- [Directions for this task]:
Rewrite the items from the line containing "For each <instance>" through the line containing "positive clicks: (240, 322)", swapping "pixel-accurate" for "precise" and leaving everything else the same.

- [Data to use]:
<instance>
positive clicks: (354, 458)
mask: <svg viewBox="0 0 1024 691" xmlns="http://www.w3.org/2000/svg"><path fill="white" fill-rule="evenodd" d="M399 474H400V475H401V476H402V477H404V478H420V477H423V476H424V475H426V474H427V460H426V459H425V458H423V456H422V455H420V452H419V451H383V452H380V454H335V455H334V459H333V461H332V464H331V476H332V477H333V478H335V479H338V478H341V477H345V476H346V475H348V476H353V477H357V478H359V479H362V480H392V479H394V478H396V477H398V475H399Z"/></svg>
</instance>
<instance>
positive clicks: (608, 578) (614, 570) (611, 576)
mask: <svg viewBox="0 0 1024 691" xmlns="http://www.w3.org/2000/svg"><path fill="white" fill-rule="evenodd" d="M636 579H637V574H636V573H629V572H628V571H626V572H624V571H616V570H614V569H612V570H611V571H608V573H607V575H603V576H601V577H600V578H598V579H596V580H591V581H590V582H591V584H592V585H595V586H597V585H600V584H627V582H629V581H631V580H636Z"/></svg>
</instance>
* * *
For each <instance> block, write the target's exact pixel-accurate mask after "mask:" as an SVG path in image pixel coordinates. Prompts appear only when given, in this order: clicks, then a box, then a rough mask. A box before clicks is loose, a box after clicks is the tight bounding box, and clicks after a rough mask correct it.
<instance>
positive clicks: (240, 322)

- [Solution for this task]:
For each <instance> block, write the target's exact precise mask after "mask:" as an SVG path in image pixel coordinates. Prompts appear only when given, in this order: clicks, then a box, then a rough mask. A box before clicks is loose, a box after clicks is the tight bounding box, and clicks after a rough mask correct it.
<instance>
positive clicks: (240, 322)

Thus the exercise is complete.